**Dataset extract**
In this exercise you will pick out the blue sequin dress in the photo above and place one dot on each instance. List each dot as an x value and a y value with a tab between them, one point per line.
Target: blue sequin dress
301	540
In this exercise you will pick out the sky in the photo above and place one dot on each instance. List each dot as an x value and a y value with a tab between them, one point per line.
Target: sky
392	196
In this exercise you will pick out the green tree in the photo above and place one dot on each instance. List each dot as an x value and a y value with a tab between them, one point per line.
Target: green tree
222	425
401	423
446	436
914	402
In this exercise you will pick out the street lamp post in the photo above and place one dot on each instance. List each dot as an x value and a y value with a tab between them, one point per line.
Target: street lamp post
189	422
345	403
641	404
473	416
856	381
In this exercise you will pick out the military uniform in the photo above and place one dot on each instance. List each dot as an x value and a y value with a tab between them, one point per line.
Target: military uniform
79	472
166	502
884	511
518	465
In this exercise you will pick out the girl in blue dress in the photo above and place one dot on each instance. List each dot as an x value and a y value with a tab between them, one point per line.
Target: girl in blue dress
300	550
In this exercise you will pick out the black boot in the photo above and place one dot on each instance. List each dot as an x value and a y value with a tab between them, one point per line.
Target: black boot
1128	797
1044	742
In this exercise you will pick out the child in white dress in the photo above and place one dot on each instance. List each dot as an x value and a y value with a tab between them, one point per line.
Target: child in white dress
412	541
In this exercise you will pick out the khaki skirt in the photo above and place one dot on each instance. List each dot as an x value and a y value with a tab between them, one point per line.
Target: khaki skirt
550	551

--

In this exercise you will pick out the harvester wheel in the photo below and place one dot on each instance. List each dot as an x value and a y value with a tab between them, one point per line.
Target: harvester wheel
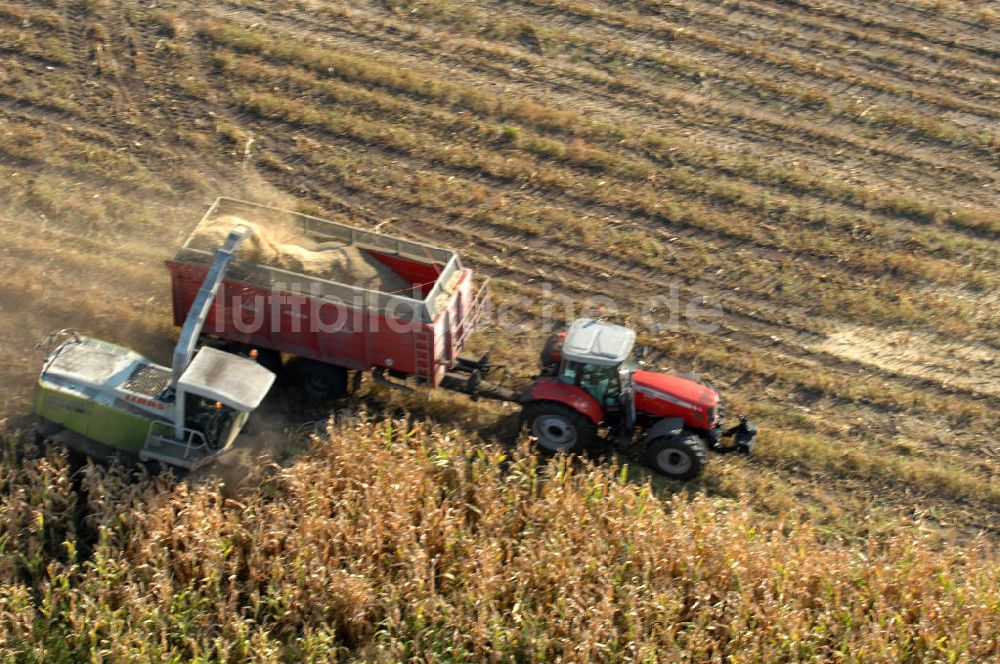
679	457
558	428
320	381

==

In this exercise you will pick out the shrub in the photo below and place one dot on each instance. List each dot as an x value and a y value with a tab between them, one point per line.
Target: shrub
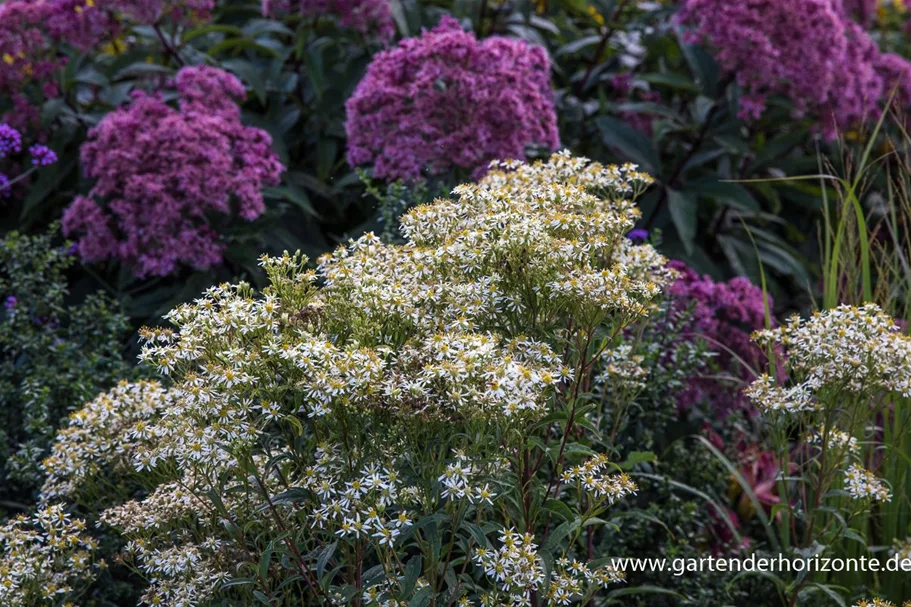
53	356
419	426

**Task statement**
Which lines of the data above contain the string "girl"? Pull out each of them, treating uppercase and lowercase letters as different.

**Finished task**
In this exercise you will pick out the girl in blue dress in the photo above and place one dot on each instance. List each dot as an x value and a y value with a tab between them, one point per line.
Target: girl in blue dress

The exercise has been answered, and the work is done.